*** Opening of Document extract ***

GRAY MATTERS: How Socialism Really Works
Saturday, 18 September 2010
Pulitzer Prize-winning journalist Saul Friedman (bio) writes the weekly Gray Matters column which appears here each Saturday. Links to past Gray Matters columns can be found here. Saul's Reflections column, in which he comments on news, politics and social issues from his perspective as one of the younger members of the greatest generation, also appears at Time Goes By twice each month.
There is at least one organization that won’t label President Obama a “marxist” or “socialist,” and it ought to know. I speak of the Democratic Socialists of America, a tiny group of less than 6,000 members that is rather benign and wholly within the American mainstream compared, say, to the extreme radicalism of the raucous anti-government Tea Parties.
The DSA was founded in 1982 by the late Michael Harrington who won fame in the Sixties for his book The Other America,” a passionate expose of rural and urban poverty that shocked the nation and brought about Lyndon Johnson’s war on poverty.

*** Close of Document extract ***

## Task goal
Reproduce, word for word, the part of the Gray Matters column that opens with the words containing "There is at" and closes with "anti-government Tea Parties.". The listing comes from a source unrelated to the Gray Matters column.

*** Opening of Dataset ***

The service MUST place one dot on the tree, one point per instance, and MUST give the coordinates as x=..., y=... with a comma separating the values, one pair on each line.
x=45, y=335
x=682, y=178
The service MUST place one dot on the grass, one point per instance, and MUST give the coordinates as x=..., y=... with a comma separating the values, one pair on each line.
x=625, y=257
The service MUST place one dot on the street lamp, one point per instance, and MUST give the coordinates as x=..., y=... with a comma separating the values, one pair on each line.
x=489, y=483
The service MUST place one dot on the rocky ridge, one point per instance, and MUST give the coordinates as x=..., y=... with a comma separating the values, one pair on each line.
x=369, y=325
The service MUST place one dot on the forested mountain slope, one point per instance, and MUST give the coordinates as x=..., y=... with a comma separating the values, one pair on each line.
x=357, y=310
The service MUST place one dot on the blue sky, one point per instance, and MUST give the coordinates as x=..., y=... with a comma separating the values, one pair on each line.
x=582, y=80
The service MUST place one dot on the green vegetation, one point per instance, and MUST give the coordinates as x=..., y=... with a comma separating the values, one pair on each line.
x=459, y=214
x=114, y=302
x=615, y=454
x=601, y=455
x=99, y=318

*** Close of Dataset ***
*** Opening of Dataset ***

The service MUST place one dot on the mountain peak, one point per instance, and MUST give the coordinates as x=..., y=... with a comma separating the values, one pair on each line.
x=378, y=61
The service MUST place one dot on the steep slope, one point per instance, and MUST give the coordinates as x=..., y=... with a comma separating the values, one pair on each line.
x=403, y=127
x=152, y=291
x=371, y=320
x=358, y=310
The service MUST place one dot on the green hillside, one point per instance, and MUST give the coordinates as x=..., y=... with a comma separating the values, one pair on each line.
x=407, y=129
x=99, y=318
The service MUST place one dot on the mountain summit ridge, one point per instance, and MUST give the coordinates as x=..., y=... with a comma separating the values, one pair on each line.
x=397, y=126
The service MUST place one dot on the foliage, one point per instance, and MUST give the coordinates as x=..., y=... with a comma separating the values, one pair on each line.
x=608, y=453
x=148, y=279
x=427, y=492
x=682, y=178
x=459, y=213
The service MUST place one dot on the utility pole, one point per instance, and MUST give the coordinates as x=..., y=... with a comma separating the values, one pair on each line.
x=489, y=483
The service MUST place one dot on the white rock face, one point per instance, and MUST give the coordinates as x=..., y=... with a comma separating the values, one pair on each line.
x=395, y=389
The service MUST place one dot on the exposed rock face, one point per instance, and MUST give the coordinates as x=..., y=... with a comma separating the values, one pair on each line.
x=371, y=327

*** Close of Dataset ***

## Output below
There is at least one organization that won’t label President Obama a “marxist” or “socialist,” and it ought to know. I speak of the Democratic Socialists of America, a tiny group of less than 6,000 members that is rather benign and wholly within the American mainstream compared, say, to the extreme radicalism of the raucous anti-government Tea Parties.